[Work task]
Answer these questions about the passage on death below:
(a) What does the passage say most people consider their own deaths and the deaths of those they love to be?
(b) What source is given for the lines that begin "All beings tremble before violence"?
(c) Besides attempting to resist peril, what does the passage say people practice grave consideration in order to anticipate?

We can try to proceed in denial about many things in life but there is one thing that is a constant certainty. We will, at some, point die. Our lives will simply end. This fact is something most of us go to great lengths to resist. Most consider their deaths and the deaths of those that they love to be an outrage. It is sadness. It is a loss. This realization brings on great fear in us. Again, for the imminent peril, a point of no return. A place where we change and are supposedly no longer alive. We supposedly are no longer connected to those people who have been so dear to us. Those memories of hope, family, and friendship tie us to our self-preservation. We try so hard to stave off that finality for ourselves. We all remain vigilant against our demise.
All beings tremble before violence. All fear death. All love life. See yourself in others. Then whom can you hurt? What harm can you do?- Dhammapada 129-130. From this, we become programmed. We are preoccupied with fear about the inevitable nature of our dilemma. We are going to die. We live with grave consideration of what the circumstances might be. This is practiced not only so we can attempt to resist peril but anticipate how very painful it might be. We suppose and ponder about what suffering might be in store.

[Given information]

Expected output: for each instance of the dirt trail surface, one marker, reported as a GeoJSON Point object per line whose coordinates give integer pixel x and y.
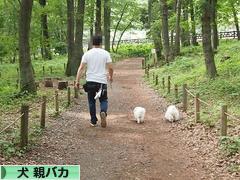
{"type": "Point", "coordinates": [124, 150]}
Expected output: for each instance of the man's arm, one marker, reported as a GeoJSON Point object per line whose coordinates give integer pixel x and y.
{"type": "Point", "coordinates": [79, 73]}
{"type": "Point", "coordinates": [110, 71]}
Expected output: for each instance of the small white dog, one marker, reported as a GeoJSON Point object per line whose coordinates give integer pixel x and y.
{"type": "Point", "coordinates": [172, 114]}
{"type": "Point", "coordinates": [139, 113]}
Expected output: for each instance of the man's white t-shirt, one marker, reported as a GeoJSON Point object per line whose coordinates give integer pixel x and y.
{"type": "Point", "coordinates": [96, 60]}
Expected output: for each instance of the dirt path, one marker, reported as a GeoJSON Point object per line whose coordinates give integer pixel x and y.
{"type": "Point", "coordinates": [124, 150]}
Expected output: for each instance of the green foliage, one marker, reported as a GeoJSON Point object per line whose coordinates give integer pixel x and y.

[Answer to this exercise]
(a) An outrage.
(b) Dhammapada 129-130.
(c) How very painful it might be.